• **DO THIS**:
From the records below, keep only the lines that contain the string "balance", copying each one in full. Case counts.

• **GIVEN DATA**:
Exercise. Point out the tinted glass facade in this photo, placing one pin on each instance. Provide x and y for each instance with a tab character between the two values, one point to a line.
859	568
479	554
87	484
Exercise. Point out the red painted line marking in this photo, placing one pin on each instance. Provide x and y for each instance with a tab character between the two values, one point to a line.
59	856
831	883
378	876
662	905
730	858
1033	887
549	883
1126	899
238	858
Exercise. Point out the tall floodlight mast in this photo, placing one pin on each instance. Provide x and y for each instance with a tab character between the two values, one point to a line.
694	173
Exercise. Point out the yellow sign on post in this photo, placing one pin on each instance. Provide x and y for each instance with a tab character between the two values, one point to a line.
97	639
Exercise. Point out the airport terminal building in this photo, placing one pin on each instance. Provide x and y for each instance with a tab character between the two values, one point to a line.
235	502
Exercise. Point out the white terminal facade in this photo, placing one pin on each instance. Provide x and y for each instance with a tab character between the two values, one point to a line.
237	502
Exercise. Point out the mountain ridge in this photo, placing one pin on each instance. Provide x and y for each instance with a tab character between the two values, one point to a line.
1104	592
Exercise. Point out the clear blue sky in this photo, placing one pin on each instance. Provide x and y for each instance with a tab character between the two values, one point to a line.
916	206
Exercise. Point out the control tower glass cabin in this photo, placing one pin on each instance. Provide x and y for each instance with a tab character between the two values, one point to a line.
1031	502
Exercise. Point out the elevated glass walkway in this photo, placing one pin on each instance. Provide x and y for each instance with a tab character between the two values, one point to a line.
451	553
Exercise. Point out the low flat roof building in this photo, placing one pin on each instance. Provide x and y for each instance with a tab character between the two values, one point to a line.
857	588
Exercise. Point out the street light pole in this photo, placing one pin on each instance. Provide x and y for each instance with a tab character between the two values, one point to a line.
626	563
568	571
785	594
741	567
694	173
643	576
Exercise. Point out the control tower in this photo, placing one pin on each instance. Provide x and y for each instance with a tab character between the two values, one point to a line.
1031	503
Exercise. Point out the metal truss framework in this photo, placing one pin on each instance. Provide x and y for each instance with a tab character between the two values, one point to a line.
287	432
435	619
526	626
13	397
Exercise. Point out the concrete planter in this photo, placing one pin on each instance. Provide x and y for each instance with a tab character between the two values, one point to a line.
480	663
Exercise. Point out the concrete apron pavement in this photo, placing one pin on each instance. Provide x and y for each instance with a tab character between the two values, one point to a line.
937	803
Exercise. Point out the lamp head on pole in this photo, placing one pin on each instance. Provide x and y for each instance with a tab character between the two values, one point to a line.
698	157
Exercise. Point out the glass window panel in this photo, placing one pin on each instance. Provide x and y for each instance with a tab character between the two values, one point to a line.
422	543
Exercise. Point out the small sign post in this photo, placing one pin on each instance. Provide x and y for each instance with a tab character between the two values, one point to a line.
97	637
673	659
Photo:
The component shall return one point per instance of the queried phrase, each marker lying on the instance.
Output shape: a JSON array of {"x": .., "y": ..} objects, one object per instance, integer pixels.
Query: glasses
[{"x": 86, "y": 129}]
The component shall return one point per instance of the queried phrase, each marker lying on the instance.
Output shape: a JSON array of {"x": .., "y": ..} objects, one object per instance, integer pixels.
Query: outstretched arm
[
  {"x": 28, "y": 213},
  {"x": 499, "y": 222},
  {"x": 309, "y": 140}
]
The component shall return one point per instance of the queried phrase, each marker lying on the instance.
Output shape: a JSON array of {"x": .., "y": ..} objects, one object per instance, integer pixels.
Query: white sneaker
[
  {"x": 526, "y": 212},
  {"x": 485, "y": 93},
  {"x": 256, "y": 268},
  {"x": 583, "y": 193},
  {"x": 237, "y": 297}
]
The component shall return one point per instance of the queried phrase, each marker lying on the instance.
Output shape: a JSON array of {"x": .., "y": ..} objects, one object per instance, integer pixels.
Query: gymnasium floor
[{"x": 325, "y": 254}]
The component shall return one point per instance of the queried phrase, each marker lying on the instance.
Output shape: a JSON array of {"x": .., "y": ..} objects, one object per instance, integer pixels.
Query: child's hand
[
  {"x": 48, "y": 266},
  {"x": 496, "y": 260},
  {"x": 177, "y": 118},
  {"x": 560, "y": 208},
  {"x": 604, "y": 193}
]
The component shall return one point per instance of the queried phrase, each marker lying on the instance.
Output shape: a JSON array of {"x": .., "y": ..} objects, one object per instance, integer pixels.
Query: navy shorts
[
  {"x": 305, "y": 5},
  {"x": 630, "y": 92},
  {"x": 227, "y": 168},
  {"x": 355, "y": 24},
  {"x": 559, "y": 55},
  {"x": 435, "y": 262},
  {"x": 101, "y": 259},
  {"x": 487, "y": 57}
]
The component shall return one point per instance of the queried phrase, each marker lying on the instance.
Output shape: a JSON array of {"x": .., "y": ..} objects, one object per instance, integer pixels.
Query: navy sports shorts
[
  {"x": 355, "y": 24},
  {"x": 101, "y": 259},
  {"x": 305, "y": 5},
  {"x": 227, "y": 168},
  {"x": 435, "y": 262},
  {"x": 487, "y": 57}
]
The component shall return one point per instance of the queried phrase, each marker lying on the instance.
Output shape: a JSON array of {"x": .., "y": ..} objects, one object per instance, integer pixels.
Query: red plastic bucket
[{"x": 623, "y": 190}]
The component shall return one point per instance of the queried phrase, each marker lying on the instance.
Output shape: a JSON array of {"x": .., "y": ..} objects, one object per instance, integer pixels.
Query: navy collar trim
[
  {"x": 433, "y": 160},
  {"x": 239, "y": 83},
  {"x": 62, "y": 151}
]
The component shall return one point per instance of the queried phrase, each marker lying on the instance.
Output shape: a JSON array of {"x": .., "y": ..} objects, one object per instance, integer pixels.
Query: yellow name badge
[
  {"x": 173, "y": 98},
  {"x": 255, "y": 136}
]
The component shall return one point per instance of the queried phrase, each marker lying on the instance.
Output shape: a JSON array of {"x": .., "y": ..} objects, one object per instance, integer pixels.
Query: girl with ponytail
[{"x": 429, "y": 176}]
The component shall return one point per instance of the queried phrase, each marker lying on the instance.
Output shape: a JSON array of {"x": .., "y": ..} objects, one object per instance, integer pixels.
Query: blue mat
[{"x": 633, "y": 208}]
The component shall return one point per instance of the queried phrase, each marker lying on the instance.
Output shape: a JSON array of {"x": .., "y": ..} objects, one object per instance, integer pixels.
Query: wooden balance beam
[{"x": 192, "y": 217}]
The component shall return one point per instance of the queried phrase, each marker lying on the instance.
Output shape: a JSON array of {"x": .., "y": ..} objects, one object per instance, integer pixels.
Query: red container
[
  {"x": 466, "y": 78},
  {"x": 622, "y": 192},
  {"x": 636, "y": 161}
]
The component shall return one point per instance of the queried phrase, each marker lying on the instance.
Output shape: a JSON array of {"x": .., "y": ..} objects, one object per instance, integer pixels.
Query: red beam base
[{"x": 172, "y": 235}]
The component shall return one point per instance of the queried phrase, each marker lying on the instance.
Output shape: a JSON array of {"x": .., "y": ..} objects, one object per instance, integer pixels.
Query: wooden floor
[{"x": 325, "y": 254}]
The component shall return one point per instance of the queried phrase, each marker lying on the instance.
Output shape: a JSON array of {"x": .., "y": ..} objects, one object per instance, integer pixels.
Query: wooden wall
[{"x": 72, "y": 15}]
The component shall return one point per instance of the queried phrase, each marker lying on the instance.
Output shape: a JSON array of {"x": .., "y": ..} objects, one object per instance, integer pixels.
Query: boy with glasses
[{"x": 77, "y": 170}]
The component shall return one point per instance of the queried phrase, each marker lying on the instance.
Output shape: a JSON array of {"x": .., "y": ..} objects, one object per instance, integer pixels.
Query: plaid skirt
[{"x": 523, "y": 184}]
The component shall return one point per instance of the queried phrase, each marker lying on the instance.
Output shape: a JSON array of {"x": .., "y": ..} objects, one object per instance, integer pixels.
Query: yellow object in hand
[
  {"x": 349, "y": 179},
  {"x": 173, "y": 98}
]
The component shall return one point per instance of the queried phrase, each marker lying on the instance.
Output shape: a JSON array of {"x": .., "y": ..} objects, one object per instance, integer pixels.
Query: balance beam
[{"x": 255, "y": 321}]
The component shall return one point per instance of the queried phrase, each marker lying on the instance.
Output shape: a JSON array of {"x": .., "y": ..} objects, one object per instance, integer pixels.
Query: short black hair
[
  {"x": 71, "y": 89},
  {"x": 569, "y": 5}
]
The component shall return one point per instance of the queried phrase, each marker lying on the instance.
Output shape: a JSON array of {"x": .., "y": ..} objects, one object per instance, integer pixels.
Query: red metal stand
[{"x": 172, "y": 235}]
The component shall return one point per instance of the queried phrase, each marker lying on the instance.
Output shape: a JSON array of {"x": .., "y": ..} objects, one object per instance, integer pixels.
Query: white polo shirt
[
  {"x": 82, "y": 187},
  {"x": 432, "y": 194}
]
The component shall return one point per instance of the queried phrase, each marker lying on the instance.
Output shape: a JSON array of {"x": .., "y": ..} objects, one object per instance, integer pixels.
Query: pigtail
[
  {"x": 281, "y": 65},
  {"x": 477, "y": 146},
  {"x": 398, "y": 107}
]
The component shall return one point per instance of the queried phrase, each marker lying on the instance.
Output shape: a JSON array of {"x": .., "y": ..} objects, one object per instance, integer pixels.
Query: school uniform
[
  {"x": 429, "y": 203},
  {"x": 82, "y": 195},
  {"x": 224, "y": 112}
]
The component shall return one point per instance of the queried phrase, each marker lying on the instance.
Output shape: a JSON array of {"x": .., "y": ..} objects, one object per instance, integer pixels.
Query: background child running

• **COMPLETED EXERCISE**:
Query: wooden balance beam
Query: balance beam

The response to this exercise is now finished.